The night as the Holy Prophet (Pbuh) lay sleeping, he was woken by the Archangel Gabriel. The Prophet (Pbuh) sat up and the Archangel took hold of his arm and led him to the door of the Mosque where there was a mysterious animal for him to ride. That animal came to be known as the Buraqq, a magical steed.
The Holy Prophet (Pbuh) mounted the animal and, with the Archangel Gabriel at his side, was transported from Makkah to the Mosque called Al-Aqsa, in far away Jerusalem. There the Prophet (Pbuh) was the Imam in a congregational prayer which included among other Prophets, Abraham, Moses and Jesus (Pbuh). Then the Holy Prophet (Pbuh) ascended to the Heavens where he saw the splendours of paradise and the horrors of Hell. Later the angels took the Holy Prophet (Pbuh) through the seven Heavens one by one. In his journey across the heavens he saw some of the Prophets (Pbuh) who had come before him in their earthly missions.

▶ [GOAL] In the night-journey text above, which mosque was the Prophet transported to from Makkah?

▶ [SUPPLIED DATA]
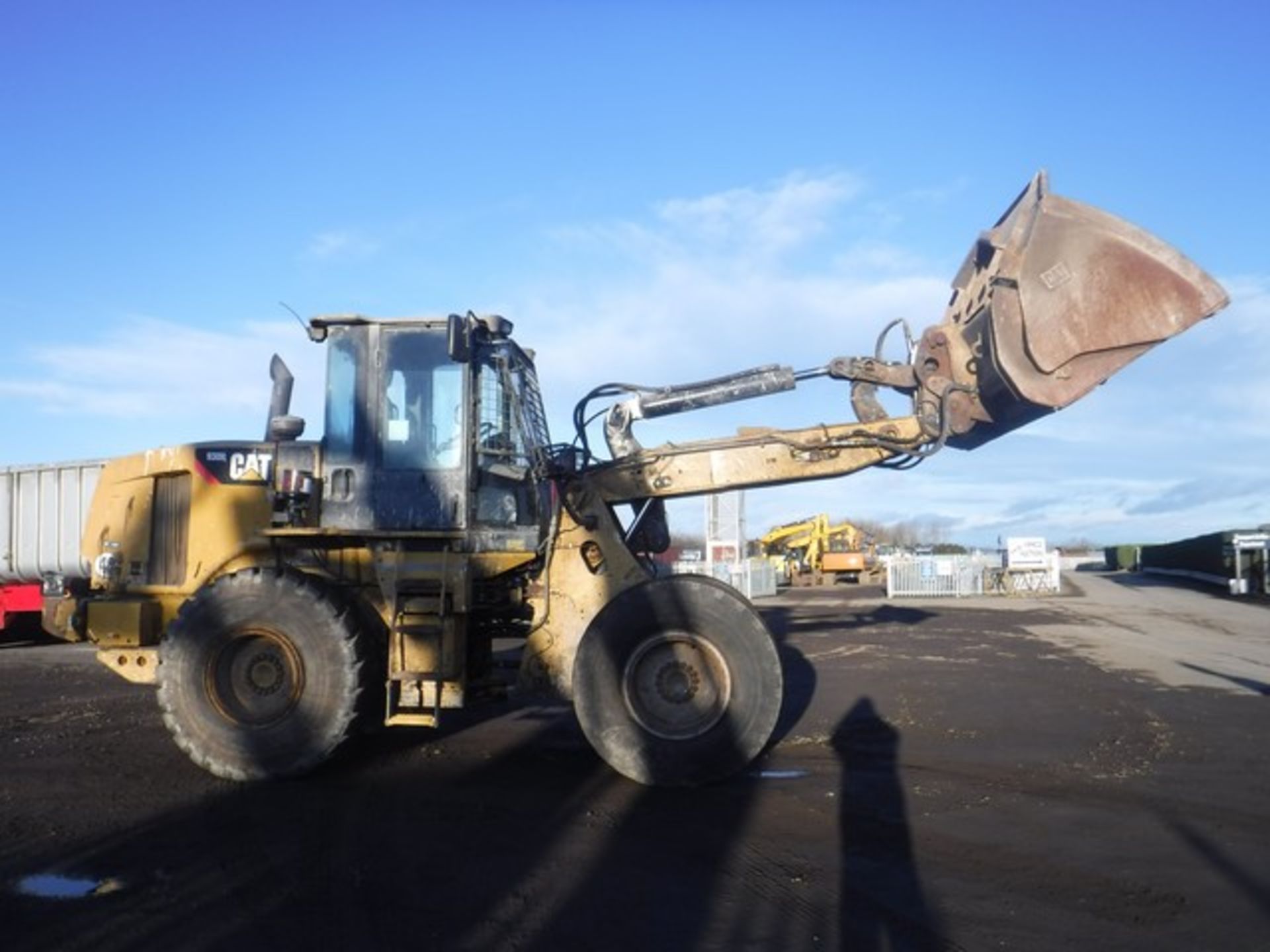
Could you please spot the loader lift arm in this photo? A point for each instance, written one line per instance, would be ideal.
(1050, 302)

▶ [FULL OUTPUT] The Mosque called Al-Aqsa, in Jerusalem.